* **Short task**:
Find the line that contains "gravel and record integer pixel coordinates."; then retype it and each line after it, exactly, through the final line of the data below.

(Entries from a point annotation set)
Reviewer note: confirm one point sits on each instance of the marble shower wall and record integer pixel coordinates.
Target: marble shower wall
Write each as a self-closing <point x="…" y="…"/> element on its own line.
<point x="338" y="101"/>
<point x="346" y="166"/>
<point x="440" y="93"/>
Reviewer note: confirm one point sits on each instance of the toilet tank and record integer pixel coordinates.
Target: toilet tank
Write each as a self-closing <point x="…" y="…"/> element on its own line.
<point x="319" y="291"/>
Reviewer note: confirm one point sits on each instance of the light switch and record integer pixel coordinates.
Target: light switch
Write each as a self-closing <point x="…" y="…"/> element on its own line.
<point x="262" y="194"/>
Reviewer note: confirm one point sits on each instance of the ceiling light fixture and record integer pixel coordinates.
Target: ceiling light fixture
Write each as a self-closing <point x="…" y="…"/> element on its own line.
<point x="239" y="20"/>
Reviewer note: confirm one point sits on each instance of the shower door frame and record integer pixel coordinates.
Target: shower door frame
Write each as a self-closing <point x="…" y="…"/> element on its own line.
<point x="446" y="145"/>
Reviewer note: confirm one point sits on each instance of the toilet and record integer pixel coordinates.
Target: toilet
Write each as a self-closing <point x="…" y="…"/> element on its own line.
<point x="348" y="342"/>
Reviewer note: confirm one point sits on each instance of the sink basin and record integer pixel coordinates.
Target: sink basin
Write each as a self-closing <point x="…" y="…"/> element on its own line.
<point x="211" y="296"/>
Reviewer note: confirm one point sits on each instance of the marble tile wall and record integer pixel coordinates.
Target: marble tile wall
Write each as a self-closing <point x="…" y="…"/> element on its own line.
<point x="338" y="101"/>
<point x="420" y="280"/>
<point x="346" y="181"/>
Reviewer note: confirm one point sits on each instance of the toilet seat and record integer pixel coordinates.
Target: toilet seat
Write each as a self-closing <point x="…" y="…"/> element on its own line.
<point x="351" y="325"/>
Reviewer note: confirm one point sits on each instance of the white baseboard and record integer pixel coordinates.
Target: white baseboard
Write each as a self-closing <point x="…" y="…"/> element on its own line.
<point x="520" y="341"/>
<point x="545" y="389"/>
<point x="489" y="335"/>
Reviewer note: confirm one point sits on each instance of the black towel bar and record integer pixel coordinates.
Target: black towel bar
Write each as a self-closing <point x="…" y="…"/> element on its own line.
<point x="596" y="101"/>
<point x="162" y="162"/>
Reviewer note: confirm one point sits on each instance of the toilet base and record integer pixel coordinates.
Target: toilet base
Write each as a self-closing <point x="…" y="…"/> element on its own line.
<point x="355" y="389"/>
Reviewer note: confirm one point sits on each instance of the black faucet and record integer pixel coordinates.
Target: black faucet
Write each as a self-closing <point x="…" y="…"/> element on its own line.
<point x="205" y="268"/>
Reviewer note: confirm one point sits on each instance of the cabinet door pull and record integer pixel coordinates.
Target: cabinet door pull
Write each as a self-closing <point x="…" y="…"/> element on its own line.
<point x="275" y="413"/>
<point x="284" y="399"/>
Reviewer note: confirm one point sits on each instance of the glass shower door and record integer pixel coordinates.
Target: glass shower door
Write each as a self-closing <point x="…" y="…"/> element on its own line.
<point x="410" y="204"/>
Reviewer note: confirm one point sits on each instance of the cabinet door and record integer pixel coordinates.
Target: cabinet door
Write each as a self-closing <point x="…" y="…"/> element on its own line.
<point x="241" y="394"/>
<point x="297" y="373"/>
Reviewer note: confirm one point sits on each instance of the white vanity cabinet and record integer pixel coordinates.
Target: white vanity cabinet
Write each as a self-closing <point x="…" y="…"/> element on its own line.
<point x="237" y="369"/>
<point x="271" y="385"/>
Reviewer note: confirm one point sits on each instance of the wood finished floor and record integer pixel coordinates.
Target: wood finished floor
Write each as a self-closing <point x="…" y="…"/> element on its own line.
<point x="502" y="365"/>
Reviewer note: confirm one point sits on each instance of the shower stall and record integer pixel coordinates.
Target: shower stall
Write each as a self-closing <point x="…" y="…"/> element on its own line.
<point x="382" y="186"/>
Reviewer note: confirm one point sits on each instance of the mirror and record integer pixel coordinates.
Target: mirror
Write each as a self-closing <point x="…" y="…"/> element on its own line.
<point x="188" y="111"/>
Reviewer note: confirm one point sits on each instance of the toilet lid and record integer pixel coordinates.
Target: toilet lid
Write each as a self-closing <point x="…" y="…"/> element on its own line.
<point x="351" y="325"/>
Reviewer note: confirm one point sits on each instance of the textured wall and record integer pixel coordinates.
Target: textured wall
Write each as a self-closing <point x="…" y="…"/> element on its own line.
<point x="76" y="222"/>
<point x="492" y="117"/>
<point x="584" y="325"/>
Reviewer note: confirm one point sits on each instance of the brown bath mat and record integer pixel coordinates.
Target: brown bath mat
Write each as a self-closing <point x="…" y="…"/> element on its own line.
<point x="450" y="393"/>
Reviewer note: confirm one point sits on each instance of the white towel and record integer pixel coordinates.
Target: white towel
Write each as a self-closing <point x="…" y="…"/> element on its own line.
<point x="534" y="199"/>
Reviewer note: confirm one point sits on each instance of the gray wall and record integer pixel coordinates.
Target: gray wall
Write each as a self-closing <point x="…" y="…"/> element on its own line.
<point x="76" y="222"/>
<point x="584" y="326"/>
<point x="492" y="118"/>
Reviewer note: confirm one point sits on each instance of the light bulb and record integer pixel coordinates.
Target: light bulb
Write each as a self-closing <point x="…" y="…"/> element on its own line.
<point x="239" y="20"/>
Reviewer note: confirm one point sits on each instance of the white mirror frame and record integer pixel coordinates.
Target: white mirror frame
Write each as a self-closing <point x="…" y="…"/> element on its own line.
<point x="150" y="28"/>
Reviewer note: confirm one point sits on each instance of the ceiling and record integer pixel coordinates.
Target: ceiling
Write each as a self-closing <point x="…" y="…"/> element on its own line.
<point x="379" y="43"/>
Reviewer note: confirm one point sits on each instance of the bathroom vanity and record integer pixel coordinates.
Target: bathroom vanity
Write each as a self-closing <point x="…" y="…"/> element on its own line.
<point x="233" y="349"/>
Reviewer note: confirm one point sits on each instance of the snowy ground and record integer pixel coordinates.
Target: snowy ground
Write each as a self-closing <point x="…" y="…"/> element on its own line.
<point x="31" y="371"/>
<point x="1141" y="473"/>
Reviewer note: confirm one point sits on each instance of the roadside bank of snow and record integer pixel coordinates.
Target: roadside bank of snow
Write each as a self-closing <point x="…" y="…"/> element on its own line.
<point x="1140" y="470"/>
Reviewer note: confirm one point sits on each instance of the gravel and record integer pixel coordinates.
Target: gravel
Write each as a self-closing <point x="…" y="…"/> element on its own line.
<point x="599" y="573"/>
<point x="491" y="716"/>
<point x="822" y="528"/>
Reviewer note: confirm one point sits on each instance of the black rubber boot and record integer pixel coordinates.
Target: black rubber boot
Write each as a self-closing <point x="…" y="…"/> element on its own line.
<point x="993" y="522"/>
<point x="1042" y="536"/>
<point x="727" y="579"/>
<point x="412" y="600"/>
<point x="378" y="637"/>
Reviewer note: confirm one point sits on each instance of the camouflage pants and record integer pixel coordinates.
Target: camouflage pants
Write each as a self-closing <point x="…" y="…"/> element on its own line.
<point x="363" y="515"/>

* **Task response**:
Reviewer note: confirm one point sits on each instance of the gravel and record integer pixel coordinates.
Target: gravel
Write each as a self-closing <point x="…" y="…"/> element on its own line.
<point x="599" y="573"/>
<point x="491" y="716"/>
<point x="822" y="528"/>
Reviewer note: confirm one point sits on each instance of the black rubber boot and record integer pixel coordinates.
Target: black rubber boot
Write each as a self-closing <point x="…" y="…"/> element on its own line.
<point x="993" y="522"/>
<point x="1042" y="536"/>
<point x="727" y="579"/>
<point x="412" y="600"/>
<point x="378" y="637"/>
Reviewer note: confirm one point sits on each instance of the camouflage pants and record integer pixel coordinates.
Target: camouflage pants
Write each as a self-closing <point x="…" y="…"/> element on its own line.
<point x="363" y="515"/>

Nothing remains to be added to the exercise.